→ 提取文本
* * * * * * *

IPF 组与对照组患者分别抽取外周静脉血3 ml，置于含有2%乙二胺四乙酸二钠（EDTA）100 μl的一次性试管中，用于DNA 抽提；置于-20℃冰箱冷冻保存，常规酚-氯-仿-异戊醇抽提法提取基因组DNA。采用PCR-直接测序法检测MUC5B 启动子rs35705950 G＞T 多态性，扩增引物序列参照文献[6]，NCBI Accession：1241221，正向引物5'-GC CCATCCCTGCTTTGTG-3'，反向引物5'-CACCTCTGCA TCAGCGAGATAG-3'。PCR 反应总体积25 μl，配置如下：正向引物1.5 μl，反向引物1.5 μl，10×PCR 反应 缓冲液[含（NH4）SO4]2.5 μl，dNTP mixture 1.2 μl，Taq DNA聚合酶0.2 μl，DNA模板2.0 μl，2.5 μl MgCl2。PCR 扩增程序：94℃预变性5 min，94℃变性30 s，58℃退火30 s，72℃延伸30 s，最后3 个步骤，共35 个循环，最后72℃继续延伸5 min。PCR 扩增片段976 bp。PCR 产物送鼎国生物技术股份有限公司进行DNA 测序。

* * * * * * *

将上方介绍MUC5B启动子多态性检测方法的文字完整抄录一遍，一字不改。

* * * * * * *

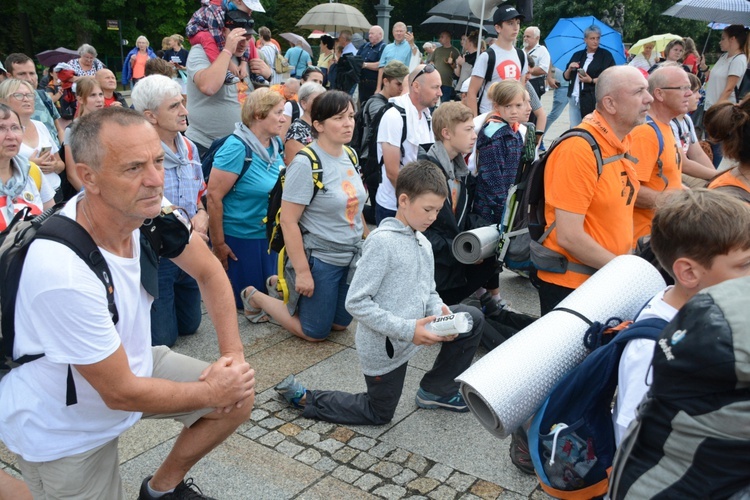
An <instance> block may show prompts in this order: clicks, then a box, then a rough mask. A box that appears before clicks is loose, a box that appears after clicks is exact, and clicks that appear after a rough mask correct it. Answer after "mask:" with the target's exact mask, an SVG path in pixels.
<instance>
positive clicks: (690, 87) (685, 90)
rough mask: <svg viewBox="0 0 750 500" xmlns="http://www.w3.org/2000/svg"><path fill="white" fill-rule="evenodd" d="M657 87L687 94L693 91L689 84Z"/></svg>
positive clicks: (684, 93)
mask: <svg viewBox="0 0 750 500" xmlns="http://www.w3.org/2000/svg"><path fill="white" fill-rule="evenodd" d="M658 88H660V89H661V90H679V91H681V92H682V93H683V94H687V93H688V92H690V93H691V94H692V93H693V89H692V87H690V85H684V86H682V87H658Z"/></svg>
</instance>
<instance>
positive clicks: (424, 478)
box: [406, 477, 440, 495]
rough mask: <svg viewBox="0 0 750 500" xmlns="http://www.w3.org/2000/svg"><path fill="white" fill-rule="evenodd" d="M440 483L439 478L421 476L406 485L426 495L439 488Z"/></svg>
mask: <svg viewBox="0 0 750 500" xmlns="http://www.w3.org/2000/svg"><path fill="white" fill-rule="evenodd" d="M439 485H440V481H438V480H437V479H433V478H431V477H420V478H417V479H415V480H414V481H412V482H410V483H409V484H407V485H406V486H407V487H408V488H409V489H412V490H417V491H418V492H420V493H421V494H423V495H426V494H427V493H429V492H431V491H432V490H434V489H435V488H437V487H438V486H439Z"/></svg>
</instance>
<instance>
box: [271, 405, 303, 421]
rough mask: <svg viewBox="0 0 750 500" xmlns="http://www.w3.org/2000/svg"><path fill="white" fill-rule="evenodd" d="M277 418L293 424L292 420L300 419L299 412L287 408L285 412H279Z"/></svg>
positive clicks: (281, 410)
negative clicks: (297, 417)
mask: <svg viewBox="0 0 750 500" xmlns="http://www.w3.org/2000/svg"><path fill="white" fill-rule="evenodd" d="M276 416H277V417H278V418H280V419H282V420H286V421H287V422H291V421H292V420H294V419H296V418H297V417H299V410H295V409H293V408H287V409H285V410H281V411H280V412H278V413H277V414H276Z"/></svg>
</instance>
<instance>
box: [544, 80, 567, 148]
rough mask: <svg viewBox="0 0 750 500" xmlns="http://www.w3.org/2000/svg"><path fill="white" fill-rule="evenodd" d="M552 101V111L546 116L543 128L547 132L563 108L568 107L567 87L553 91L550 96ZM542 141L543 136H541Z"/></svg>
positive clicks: (561, 113)
mask: <svg viewBox="0 0 750 500" xmlns="http://www.w3.org/2000/svg"><path fill="white" fill-rule="evenodd" d="M552 99H553V101H552V111H550V113H549V115H547V126H546V127H545V130H549V129H550V127H552V124H553V123H555V120H557V119H558V118H559V117H560V115H561V114H562V112H563V111H564V110H565V106H567V105H568V87H560V88H557V89H555V92H554V93H553V94H552ZM542 140H544V136H542Z"/></svg>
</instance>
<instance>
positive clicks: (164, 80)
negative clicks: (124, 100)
mask: <svg viewBox="0 0 750 500" xmlns="http://www.w3.org/2000/svg"><path fill="white" fill-rule="evenodd" d="M178 95H182V88H181V87H180V84H179V83H177V82H175V81H174V80H172V79H171V78H169V77H167V76H164V75H149V76H147V77H146V78H144V79H143V80H141V81H139V82H138V85H136V86H135V87H134V88H133V92H132V93H131V94H130V99H131V100H132V101H133V107H134V108H135V110H136V111H138V112H140V113H143V112H144V111H146V110H147V109H148V110H151V111H156V110H157V109H158V108H159V106H161V104H162V103H163V102H164V100H165V99H169V98H172V97H177V96H178Z"/></svg>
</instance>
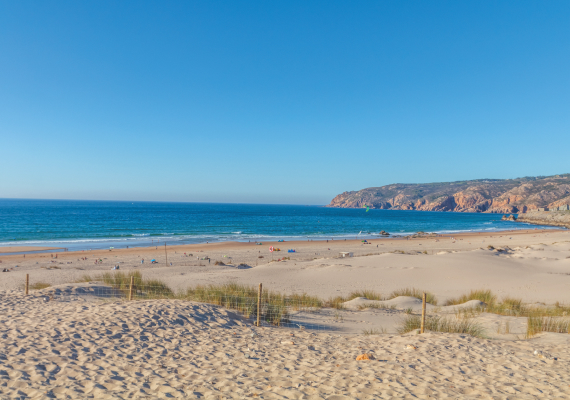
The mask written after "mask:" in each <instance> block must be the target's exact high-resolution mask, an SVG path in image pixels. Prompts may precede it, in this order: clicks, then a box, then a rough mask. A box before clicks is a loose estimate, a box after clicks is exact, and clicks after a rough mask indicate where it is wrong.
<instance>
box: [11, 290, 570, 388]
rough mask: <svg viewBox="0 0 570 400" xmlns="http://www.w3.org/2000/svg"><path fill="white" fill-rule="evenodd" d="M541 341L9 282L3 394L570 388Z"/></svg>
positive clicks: (561, 352)
mask: <svg viewBox="0 0 570 400" xmlns="http://www.w3.org/2000/svg"><path fill="white" fill-rule="evenodd" d="M72 290H73V289H72ZM82 290H85V289H78V290H77V291H79V292H81V291H82ZM538 343H540V342H537V341H532V342H506V341H490V340H482V339H475V338H472V337H469V336H465V335H450V334H432V333H428V334H425V335H416V336H397V335H373V336H363V335H358V336H340V335H331V334H325V333H319V334H315V333H311V332H309V331H307V330H305V331H291V330H287V329H282V328H253V327H251V325H249V324H248V323H247V321H244V320H242V319H241V318H240V317H239V316H238V315H236V314H234V313H232V312H229V311H227V310H224V309H223V308H220V307H215V306H211V305H205V304H196V303H190V302H184V301H178V300H152V301H132V302H102V301H80V300H79V301H65V302H60V301H48V302H45V301H44V296H29V297H24V296H22V295H21V294H20V293H18V292H2V293H0V398H1V399H14V398H33V399H36V398H37V399H48V398H62V399H63V398H71V399H85V398H95V399H111V398H117V399H119V398H120V399H123V398H147V399H153V398H245V397H254V398H255V397H257V398H316V399H321V398H322V399H335V398H339V399H340V398H359V399H366V398H378V397H382V398H393V397H402V398H404V397H406V398H407V397H409V398H427V397H453V398H469V397H472V398H483V397H484V398H507V396H512V398H535V397H540V398H555V397H560V398H567V397H569V396H570V387H569V384H570V375H569V374H568V367H569V366H570V363H569V362H568V361H569V360H570V354H569V350H568V347H567V346H558V345H554V344H548V343H545V344H538ZM553 343H554V342H553ZM537 346H538V347H539V351H541V352H542V353H540V354H545V355H548V356H547V357H538V356H536V355H534V354H533V353H534V350H536V349H537ZM361 354H370V355H372V356H373V357H371V358H373V359H371V360H368V361H356V357H357V356H359V355H361ZM551 357H556V358H557V360H553V359H551ZM343 396H344V397H343Z"/></svg>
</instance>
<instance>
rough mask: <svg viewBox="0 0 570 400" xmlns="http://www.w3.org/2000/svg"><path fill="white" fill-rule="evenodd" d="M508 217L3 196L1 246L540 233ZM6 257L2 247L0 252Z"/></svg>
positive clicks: (450, 214) (77, 247)
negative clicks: (475, 234)
mask: <svg viewBox="0 0 570 400" xmlns="http://www.w3.org/2000/svg"><path fill="white" fill-rule="evenodd" d="M501 217H502V215H501V214H475V213H450V212H426V211H396V210H369V211H368V212H367V211H366V210H365V209H342V208H326V207H322V206H303V205H266V204H213V203H161V202H123V201H76V200H20V199H0V247H1V246H4V247H5V246H53V247H66V248H69V249H70V250H87V249H97V248H108V247H115V248H121V247H126V246H131V247H132V246H149V245H152V244H155V243H156V242H157V240H158V241H160V243H161V244H162V243H164V242H167V243H168V244H185V243H201V242H215V241H249V240H251V241H263V240H279V239H283V240H294V239H297V240H306V239H314V240H319V239H331V238H335V239H337V238H340V239H343V238H356V237H358V238H378V237H379V232H380V231H381V230H384V231H386V232H389V233H390V234H392V235H408V234H412V233H415V232H418V231H424V232H439V233H458V232H470V231H488V232H491V231H499V230H508V229H529V228H532V229H534V228H535V227H536V226H535V225H527V224H521V223H517V222H511V221H501ZM0 252H1V250H0Z"/></svg>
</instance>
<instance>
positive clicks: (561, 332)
mask: <svg viewBox="0 0 570 400" xmlns="http://www.w3.org/2000/svg"><path fill="white" fill-rule="evenodd" d="M541 332H555V333H570V318H561V317H545V316H540V315H529V316H528V317H527V330H526V337H527V339H529V338H531V337H533V336H535V335H537V334H538V333H541Z"/></svg>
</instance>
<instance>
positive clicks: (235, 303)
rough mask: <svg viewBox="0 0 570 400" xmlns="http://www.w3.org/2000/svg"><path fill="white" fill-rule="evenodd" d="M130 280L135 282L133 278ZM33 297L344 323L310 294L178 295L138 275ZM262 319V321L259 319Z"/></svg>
mask: <svg viewBox="0 0 570 400" xmlns="http://www.w3.org/2000/svg"><path fill="white" fill-rule="evenodd" d="M131 277H132V279H131ZM28 290H29V294H30V295H37V294H40V295H42V296H43V297H44V300H45V301H46V302H47V301H56V302H72V301H140V300H161V299H163V300H167V299H173V300H182V301H192V302H199V303H204V304H212V305H216V306H221V307H224V308H226V309H228V310H231V311H234V312H237V313H239V314H240V315H242V316H243V317H244V318H245V319H246V320H248V321H249V322H250V323H252V324H253V325H257V321H258V320H259V324H260V326H266V327H278V328H288V329H300V330H320V331H322V330H326V331H337V330H339V329H340V327H339V326H338V324H339V323H340V322H342V317H341V316H340V314H339V310H338V308H340V307H339V305H338V304H330V303H327V302H324V301H322V300H321V299H319V298H317V297H314V296H309V295H306V294H294V295H283V294H280V293H278V292H273V291H268V290H261V292H260V291H259V289H258V288H257V287H255V286H248V285H241V284H232V283H229V284H220V285H204V286H196V287H192V288H188V289H186V290H183V291H174V290H172V289H171V288H169V287H168V286H167V285H165V284H164V283H162V282H160V281H152V280H144V279H142V277H141V276H140V274H137V273H134V276H133V274H131V275H127V274H123V273H106V274H103V276H102V277H100V278H99V279H97V280H92V281H89V282H76V283H73V284H69V285H58V286H57V287H49V286H47V287H46V286H45V285H42V284H38V283H37V282H36V283H34V282H33V280H32V281H31V282H30V283H29V289H28ZM258 314H259V318H258Z"/></svg>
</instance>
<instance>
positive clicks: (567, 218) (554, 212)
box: [517, 211, 570, 228]
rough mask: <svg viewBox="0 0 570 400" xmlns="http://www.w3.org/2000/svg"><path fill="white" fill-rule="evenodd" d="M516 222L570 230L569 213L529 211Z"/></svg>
mask: <svg viewBox="0 0 570 400" xmlns="http://www.w3.org/2000/svg"><path fill="white" fill-rule="evenodd" d="M517 221H519V222H527V223H529V224H535V225H550V226H562V227H565V228H570V211H552V212H548V211H529V212H527V213H526V214H522V215H519V217H518V219H517Z"/></svg>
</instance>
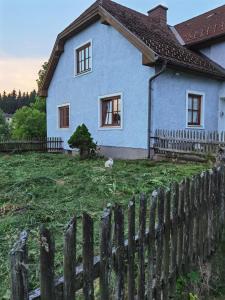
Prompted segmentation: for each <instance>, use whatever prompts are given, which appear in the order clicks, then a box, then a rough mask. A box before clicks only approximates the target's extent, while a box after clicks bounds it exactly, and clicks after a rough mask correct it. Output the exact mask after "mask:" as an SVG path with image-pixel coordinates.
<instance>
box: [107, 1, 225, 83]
mask: <svg viewBox="0 0 225 300" xmlns="http://www.w3.org/2000/svg"><path fill="white" fill-rule="evenodd" d="M102 6H103V8H105V9H106V10H107V11H108V12H109V13H110V14H111V15H113V16H114V17H115V18H116V19H117V20H118V21H119V22H120V23H122V24H123V25H124V26H125V27H126V28H127V29H129V30H130V31H131V32H132V33H134V34H135V35H136V36H137V37H138V38H140V39H141V40H142V41H144V42H145V43H146V44H147V45H148V46H149V48H151V49H152V50H153V51H154V52H155V53H156V54H157V55H158V56H159V59H163V60H165V59H166V60H167V61H168V63H169V64H171V65H175V66H180V67H184V68H186V69H191V70H195V71H199V72H203V73H208V74H213V75H218V76H219V75H221V76H223V77H224V76H225V74H224V72H222V71H221V69H220V68H218V67H217V66H216V65H215V64H214V63H213V62H212V61H210V60H209V59H207V58H205V57H203V56H201V55H200V54H198V53H196V52H194V51H191V50H189V49H187V48H186V47H184V46H182V45H181V44H180V43H179V42H178V40H177V39H176V38H175V36H174V34H173V33H172V31H171V30H170V27H169V26H162V25H160V24H158V23H156V22H155V20H153V19H151V18H150V17H149V16H147V15H144V14H142V13H139V12H137V11H135V10H132V9H129V8H127V7H125V6H122V5H120V4H118V3H115V2H113V1H109V0H103V1H102Z"/></svg>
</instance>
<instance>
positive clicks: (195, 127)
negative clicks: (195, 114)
mask: <svg viewBox="0 0 225 300" xmlns="http://www.w3.org/2000/svg"><path fill="white" fill-rule="evenodd" d="M186 129H198V130H205V127H204V126H202V125H189V126H186Z"/></svg>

* * * * * * *

→ 参考答案
IPF 组与对照组患者分别抽取外周静脉血3 ml，置于含有2%乙二胺四乙酸二钠（EDTA）100 μl的一次性试管中，用于DNA 抽提；置于-20℃冰箱冷冻保存，常规酚-氯-仿-异戊醇抽提法提取基因组DNA。采用PCR-直接测序法检测MUC5B 启动子rs35705950 G＞T 多态性，扩增引物序列参照文献[6]，NCBI Accession：1241221，正向引物5'-GC CCATCCCTGCTTTGTG-3'，反向引物5'-CACCTCTGCA TCAGCGAGATAG-3'。PCR 反应总体积25 μl，配置如下：正向引物1.5 μl，反向引物1.5 μl，10×PCR 反应 缓冲液[含（NH4）SO4]2.5 μl，dNTP mixture 1.2 μl，Taq DNA聚合酶0.2 μl，DNA模板2.0 μl，2.5 μl MgCl2。PCR 扩增程序：94℃预变性5 min，94℃变性30 s，58℃退火30 s，72℃延伸30 s，最后3 个步骤，共35 个循环，最后72℃继续延伸5 min。PCR 扩增片段976 bp。PCR 产物送鼎国生物技术股份有限公司进行DNA 测序。